200mlで120ペソ。まだ円安が進行する前だったので、大体840円ぐらいだったのかな?安いー!
100%ピュアのホホバオイルは高いのです。日本じゃ平気でン千円する。


で、私たちが無事にお買い物が済んで安堵したころ、1人無事じゃない人がいました。


タイトル通りです、セニョールが捕まってた。


聞けば路駐できるスペースがなかった為、その辺をグルグル走っている間にメトロブス(赤い車体の連節バス)の専用レーンを走ってしまったらしく、それを警察に見つかったわけです(メキシコでは警察は誰でもなれる職業なんだそうで、数が多い分その辺にゴロゴロ警官がいる)。
とりあえずパリス薬局まで白バイのお姉さん付きでやってきたセニョール。私たちを乗せた後場所を移動し、車を路肩に停めて、聴取が始まります。
まずは免許証、車両登録証などを渡し、それを警官がチェック。そして今回の違反に関してどういった処罰が下されるかの説明があります。ポケット交通法のようなものを出してきて、説明を始める女性警官。
今回は車両の押収、罰金6万円だったかな?

(確認用の記録):
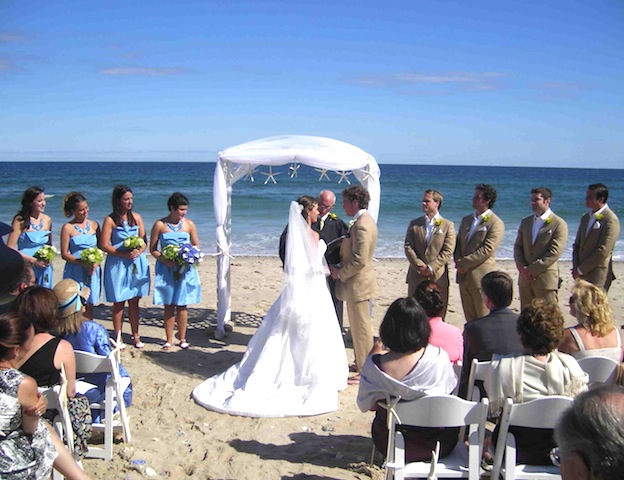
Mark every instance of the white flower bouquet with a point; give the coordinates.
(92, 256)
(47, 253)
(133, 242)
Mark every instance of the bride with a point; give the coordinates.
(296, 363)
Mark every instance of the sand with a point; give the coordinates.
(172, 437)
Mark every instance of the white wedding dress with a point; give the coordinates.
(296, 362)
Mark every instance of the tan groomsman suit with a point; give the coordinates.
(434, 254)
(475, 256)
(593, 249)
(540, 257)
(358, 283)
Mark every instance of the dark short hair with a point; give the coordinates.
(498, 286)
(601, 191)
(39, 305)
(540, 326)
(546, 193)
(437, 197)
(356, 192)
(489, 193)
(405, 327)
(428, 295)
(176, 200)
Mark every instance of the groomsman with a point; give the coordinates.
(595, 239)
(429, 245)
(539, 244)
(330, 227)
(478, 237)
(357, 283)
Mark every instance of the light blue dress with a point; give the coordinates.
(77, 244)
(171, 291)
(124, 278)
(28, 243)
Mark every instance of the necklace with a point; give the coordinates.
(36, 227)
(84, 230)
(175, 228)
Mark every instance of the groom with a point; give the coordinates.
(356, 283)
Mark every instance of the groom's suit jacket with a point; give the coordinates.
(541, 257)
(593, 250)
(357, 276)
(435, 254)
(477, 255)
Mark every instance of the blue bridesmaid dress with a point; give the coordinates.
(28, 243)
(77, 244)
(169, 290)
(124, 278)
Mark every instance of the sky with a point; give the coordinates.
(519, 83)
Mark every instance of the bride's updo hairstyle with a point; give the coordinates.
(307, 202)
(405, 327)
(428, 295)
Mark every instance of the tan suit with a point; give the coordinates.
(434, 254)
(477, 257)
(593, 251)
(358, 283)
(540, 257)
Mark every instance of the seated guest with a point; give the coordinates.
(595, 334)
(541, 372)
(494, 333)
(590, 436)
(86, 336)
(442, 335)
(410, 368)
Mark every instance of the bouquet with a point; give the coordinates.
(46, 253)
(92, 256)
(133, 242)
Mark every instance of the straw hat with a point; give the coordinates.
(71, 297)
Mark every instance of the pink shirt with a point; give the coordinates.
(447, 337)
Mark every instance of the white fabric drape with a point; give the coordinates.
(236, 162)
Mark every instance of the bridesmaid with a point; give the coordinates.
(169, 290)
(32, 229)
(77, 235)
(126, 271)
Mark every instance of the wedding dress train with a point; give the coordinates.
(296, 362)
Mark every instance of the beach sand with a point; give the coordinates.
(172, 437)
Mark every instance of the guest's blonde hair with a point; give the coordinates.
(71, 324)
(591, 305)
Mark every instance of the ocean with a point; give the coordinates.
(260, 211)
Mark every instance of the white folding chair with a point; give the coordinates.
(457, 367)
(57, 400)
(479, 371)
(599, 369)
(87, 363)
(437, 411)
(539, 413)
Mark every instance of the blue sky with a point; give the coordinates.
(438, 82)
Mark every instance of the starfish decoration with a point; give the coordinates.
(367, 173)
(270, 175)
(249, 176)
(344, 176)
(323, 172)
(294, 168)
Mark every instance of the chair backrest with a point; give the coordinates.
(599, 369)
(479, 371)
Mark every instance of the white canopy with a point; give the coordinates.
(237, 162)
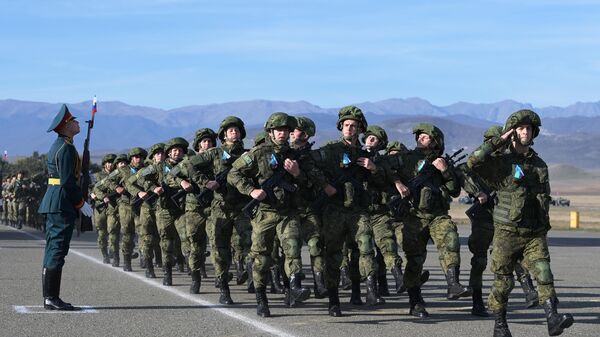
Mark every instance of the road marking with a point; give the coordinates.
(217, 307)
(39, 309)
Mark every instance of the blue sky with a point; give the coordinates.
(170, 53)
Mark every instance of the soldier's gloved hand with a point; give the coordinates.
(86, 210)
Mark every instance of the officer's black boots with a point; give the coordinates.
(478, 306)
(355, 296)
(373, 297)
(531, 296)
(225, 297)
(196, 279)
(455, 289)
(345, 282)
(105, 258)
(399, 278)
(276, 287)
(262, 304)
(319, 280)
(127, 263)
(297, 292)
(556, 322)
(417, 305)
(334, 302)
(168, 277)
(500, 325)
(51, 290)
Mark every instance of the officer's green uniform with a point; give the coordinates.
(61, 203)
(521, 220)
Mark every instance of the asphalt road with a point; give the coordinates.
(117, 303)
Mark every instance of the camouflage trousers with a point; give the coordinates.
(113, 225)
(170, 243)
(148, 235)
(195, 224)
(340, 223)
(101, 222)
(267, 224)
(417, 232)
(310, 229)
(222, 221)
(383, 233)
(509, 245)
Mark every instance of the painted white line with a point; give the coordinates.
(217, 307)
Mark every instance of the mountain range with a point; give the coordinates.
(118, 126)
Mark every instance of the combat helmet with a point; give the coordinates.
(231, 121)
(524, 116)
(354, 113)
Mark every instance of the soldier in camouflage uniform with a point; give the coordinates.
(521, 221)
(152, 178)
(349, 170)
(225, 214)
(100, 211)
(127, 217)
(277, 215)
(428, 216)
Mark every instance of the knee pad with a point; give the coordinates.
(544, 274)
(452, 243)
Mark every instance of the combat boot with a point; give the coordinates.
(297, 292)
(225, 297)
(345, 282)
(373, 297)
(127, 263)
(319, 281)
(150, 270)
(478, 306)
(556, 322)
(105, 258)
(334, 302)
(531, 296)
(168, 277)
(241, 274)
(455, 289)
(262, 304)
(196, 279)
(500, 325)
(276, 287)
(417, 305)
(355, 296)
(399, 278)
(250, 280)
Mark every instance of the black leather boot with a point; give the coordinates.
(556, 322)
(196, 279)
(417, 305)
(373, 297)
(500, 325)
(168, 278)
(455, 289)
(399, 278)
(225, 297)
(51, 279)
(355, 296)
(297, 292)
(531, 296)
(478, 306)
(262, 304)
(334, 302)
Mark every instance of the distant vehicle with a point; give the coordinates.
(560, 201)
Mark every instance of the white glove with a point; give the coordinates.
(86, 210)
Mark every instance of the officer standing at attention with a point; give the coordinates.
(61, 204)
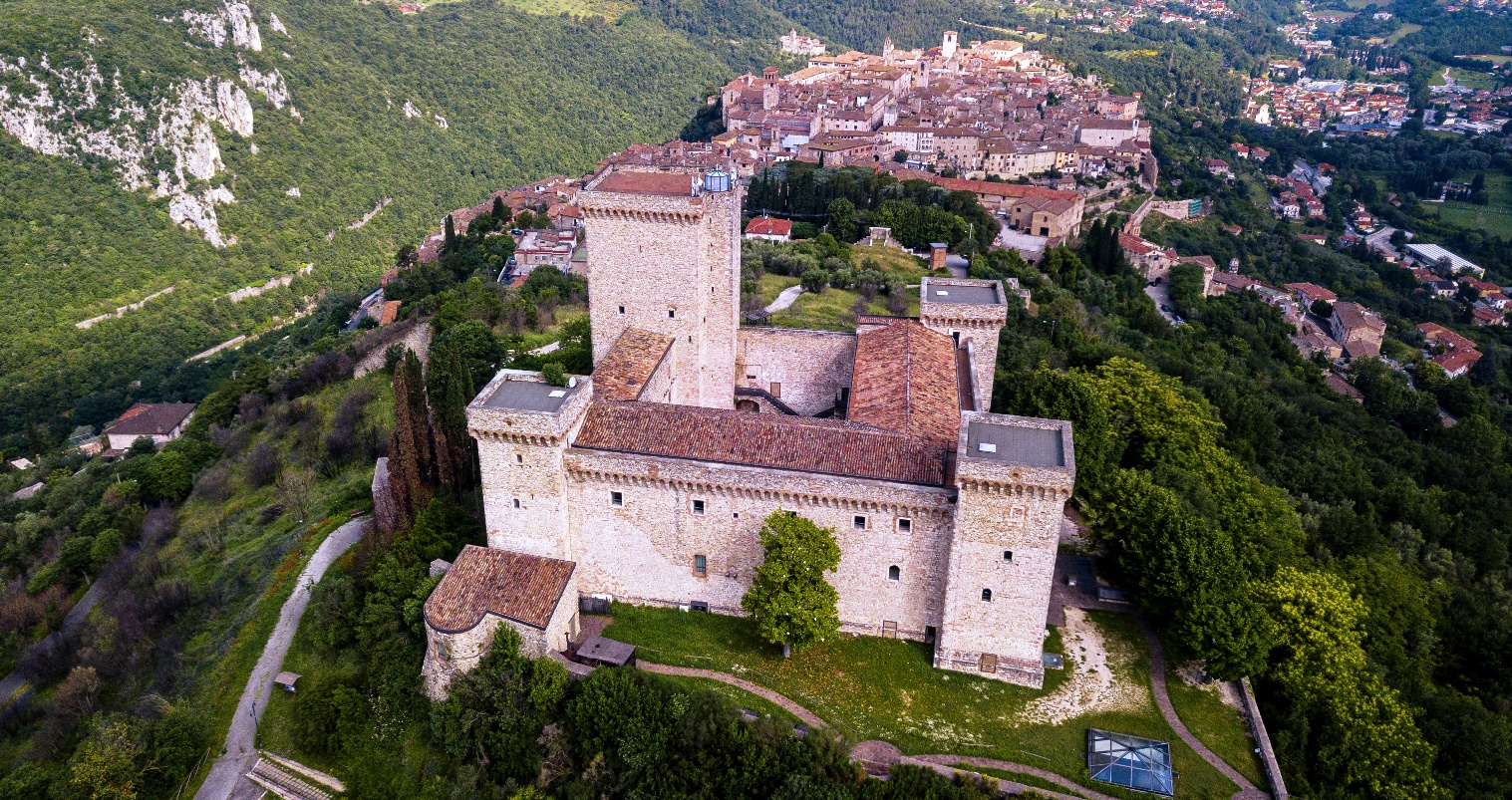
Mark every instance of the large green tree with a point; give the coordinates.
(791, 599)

---

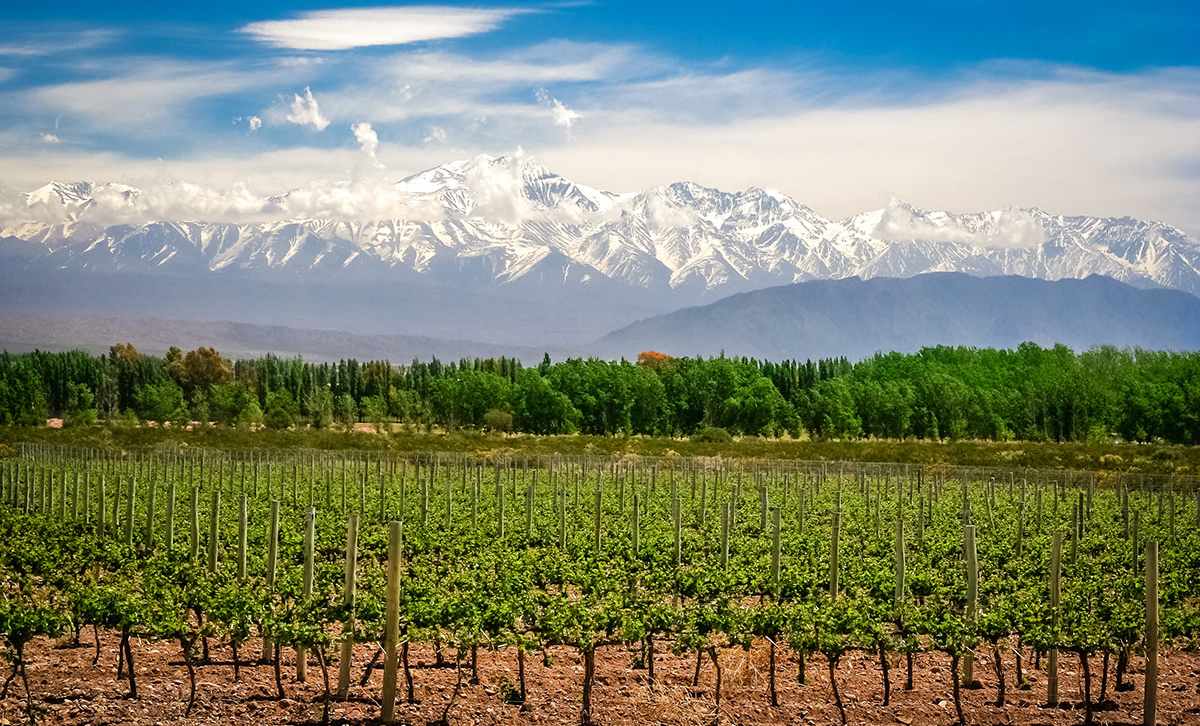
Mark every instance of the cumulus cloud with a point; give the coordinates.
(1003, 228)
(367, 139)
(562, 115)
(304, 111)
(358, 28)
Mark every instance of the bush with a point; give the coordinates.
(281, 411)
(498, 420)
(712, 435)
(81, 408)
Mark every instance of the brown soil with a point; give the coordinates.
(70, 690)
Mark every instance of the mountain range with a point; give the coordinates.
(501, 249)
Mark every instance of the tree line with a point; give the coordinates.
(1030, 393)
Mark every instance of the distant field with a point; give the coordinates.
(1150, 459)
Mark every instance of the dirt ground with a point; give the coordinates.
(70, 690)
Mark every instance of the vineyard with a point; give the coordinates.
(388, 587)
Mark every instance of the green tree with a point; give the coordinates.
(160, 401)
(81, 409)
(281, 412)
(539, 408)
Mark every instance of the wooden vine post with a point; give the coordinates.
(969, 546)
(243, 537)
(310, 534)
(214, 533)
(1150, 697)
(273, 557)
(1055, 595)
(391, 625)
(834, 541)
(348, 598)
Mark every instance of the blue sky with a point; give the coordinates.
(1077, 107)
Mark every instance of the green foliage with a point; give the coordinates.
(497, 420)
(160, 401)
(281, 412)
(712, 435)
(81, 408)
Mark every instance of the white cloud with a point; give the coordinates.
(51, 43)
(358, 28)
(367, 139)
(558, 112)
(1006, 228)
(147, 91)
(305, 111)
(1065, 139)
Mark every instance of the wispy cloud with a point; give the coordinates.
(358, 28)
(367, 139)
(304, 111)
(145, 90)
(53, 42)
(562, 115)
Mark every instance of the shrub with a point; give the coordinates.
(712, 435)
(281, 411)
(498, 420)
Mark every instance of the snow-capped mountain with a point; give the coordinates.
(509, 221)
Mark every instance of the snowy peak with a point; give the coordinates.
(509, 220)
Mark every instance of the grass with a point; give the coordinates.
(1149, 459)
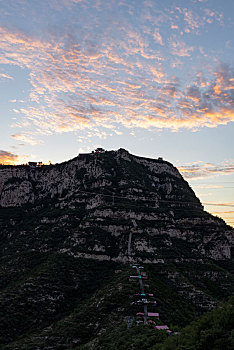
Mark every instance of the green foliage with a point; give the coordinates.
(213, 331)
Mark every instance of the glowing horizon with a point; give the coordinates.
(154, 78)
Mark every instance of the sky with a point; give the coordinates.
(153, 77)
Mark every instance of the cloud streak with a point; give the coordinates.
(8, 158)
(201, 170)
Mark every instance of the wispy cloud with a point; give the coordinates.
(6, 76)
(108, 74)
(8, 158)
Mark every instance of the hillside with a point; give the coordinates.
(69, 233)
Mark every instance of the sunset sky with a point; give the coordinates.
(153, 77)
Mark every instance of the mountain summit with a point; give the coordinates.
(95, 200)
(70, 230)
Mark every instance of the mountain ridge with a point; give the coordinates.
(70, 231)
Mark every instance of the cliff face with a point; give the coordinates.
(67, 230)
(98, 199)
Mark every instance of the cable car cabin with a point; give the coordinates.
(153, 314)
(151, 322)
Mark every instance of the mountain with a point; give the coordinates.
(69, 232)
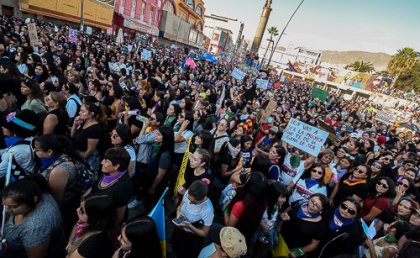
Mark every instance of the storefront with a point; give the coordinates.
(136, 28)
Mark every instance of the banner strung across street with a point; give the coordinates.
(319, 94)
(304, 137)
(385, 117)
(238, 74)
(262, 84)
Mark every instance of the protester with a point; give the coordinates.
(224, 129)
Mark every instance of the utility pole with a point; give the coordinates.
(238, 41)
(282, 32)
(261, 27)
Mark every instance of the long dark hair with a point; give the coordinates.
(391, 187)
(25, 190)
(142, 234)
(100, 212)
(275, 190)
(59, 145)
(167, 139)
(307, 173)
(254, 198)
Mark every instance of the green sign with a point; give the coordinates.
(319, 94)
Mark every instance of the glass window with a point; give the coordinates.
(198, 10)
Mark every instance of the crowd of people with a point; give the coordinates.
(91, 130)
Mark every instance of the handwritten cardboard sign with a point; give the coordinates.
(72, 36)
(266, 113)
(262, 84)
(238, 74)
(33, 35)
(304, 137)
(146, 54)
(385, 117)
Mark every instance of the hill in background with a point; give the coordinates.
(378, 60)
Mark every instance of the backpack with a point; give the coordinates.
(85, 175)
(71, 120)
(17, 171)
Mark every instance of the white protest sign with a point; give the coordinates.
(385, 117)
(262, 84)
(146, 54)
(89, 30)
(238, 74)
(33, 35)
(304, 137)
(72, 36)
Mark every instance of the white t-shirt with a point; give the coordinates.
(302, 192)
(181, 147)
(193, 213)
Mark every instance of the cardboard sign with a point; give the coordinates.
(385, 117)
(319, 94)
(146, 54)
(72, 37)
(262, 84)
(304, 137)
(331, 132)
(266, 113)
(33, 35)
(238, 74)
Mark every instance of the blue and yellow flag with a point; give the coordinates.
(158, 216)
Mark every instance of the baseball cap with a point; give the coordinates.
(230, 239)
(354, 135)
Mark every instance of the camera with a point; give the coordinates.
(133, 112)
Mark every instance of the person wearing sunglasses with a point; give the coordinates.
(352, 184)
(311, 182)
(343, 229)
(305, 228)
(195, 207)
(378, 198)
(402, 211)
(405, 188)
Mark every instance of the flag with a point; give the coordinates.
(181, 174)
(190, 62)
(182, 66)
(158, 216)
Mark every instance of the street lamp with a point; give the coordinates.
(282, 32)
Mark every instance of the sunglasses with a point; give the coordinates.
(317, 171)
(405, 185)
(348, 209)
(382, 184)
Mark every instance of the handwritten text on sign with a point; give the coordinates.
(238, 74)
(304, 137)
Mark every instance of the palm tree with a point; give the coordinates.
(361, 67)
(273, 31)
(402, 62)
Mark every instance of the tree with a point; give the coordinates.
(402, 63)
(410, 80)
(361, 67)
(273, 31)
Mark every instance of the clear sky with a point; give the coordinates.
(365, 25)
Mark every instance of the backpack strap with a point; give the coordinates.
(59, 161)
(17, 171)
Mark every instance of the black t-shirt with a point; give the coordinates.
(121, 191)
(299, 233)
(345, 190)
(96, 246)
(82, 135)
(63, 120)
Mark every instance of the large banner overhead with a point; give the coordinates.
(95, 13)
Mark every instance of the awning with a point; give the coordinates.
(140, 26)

(問題の説明):
抜粋本文によると、セニョールは何をしたために警察に見つかったのか、一文で述べよ。 記録は抜粋本文とは無関係である。

(課題の結果):
メトロブス(赤い車体の連節バス)の専用レーンを走ってしまったためである。